[Exercice court 1]: Donnez sous forme de liste JSON de chaînes, une chaîne par ligne et sans les lignes vides, les lignes de données ci-dessous, de celle qui contient « Thank you for this photo. Would you kindly tag the interior » jusqu'à la dernière ligne de ces données incluses.

[Texte cité]:

———

« Un soir, sur un chemin familier qui m’est cher, en mettant mes pas dans les pas de ceux qui m’ont précédé sur cette terre, j’ai senti frissonner l’arbre du silence. […] Il n’y avait plus de vent, rien ne bougeait, tout était apaisé, et pourtant j’ai entendu comme un murmure. J’ai eu l’impression - la conviction ? - qu’il provenait de l’arbre dont nous sommes issus : celui de nos familles, dont les branches sont innombrables et dont les feuilles frissonnent au plus profond de nous. Autant de feuilles, autant de voix vers lesquelles il faut se pencher pour bien les entendre, leur accorder l’attention nécessaire à la perception d’un silence qui, en réalité, n’en est pas un et ne demande qu’à être écouté. Je sais aujourd’hui que ce murmure a le pouvoir de donner un sens à notre existence, de prolonger la vie de ceux auxquels nous devons la nôtre, car ils nous habitent intimement. »

- Christian Signol, Ils rêvaient des dimanches

mardi 19 novembre 2019

#ChallengeAZ : P comme pauvreté

L’inventaire après décès de Jean Avalon révèle un intérieur bien triste : il y a assez peu de meubles, la plupart des pièces (mobilier, linge ou vaisselle) inventoriées sont dites vieilles, usées ou « méchantes ». Il n’y a pas de superflu, pas d’objet de décoration (tableaux…), de bijoux… Le lit remplis de plumes et la vaisselle d’étain sont le seul luxe qu’on s’est offert. Autant dire pas grand-chose.

Pauvreté ? © pxhere.com

On ne peut pas dire pour autant que Jean était pauvre, c'est-à-dire qu’il n’avait pas de quoi subvenir aux besoins de sa famille, mener une vie décente. Sans parler de pauvreté chronique, d’une véritable indigence qui mène à la famine et à la mendicité, peut-on parler pauvreté temporaire ? Même si la grande majorité de l’argent détenue par Jean se trouve sous forme d’obligations ou de dettes à recouvrer, son cas n’est tout de même pas comparable à un laboureur dépendant de la qualité et de l’abondance d’une récolte, des liens de servitude vis-à-vis de son propriétaire, bref de ceux qui ne possèdent rien et son t à la merci du moindre « accident de la vie » comme on dit aujourd’hui.

———

Lignes d'un jeu de données de pointage
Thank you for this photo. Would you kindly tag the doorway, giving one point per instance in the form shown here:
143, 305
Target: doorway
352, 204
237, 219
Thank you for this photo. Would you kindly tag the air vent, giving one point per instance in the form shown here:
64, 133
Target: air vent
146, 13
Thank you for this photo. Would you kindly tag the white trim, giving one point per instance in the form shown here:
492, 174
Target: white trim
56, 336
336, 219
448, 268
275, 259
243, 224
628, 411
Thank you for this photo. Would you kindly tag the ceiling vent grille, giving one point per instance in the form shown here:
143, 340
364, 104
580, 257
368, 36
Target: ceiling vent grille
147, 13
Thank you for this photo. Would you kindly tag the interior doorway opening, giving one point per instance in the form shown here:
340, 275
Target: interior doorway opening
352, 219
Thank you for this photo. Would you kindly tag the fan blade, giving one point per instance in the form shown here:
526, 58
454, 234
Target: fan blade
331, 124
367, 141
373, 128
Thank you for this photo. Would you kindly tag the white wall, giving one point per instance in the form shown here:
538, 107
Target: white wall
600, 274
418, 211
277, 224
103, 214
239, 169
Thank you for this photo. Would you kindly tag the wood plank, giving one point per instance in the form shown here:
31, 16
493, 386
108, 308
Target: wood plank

———

[Exercice court 2]:
Répondez à ces questions d'après le texte cité :
(a) De quel livre l'extrait placé en tête est-il tiré ?
(b) Quel est le seul luxe qu'on s'est offert, selon l'inventaire après décès de Jean Avalon ?
(c) Sous quelle forme se trouve la grande majorité de l'argent détenu par Jean ?

[Résultat 1]:
[
  "Thank you for this photo. Would you kindly tag the interior doorway opening, giving one point per instance in the form shown here:",
  "340, 275",
  "Target: interior doorway opening",
  "352, 219",
  "Thank you for this photo. Would you kindly tag the fan blade, giving one point per instance in the form shown here:",
  "526, 58",
  "454, 234",
  "Target: fan blade",
  "331, 124",
  "367, 141",
  "373, 128",
  "Thank you for this photo. Would you kindly tag the white wall, giving one point per instance in the form shown here:",
  "538, 107",
  "Target: white wall",
  "600, 274",
  "418, 211",
  "277, 224",
  "103, 214",
  "239, 169",
  "Thank you for this photo. Would you kindly tag the wood plank, giving one point per instance in the form shown here:",
  "31, 16",
  "493, 386",
  "108, 308",
  "Target: wood plank"
]

[Résultat 2]:
(a) Ils rêvaient des dimanches, de Christian Signol.
(b) Le lit rempli de plumes et la vaisselle d'étain.
(c) Sous forme d'obligations ou de dettes à recouvrer.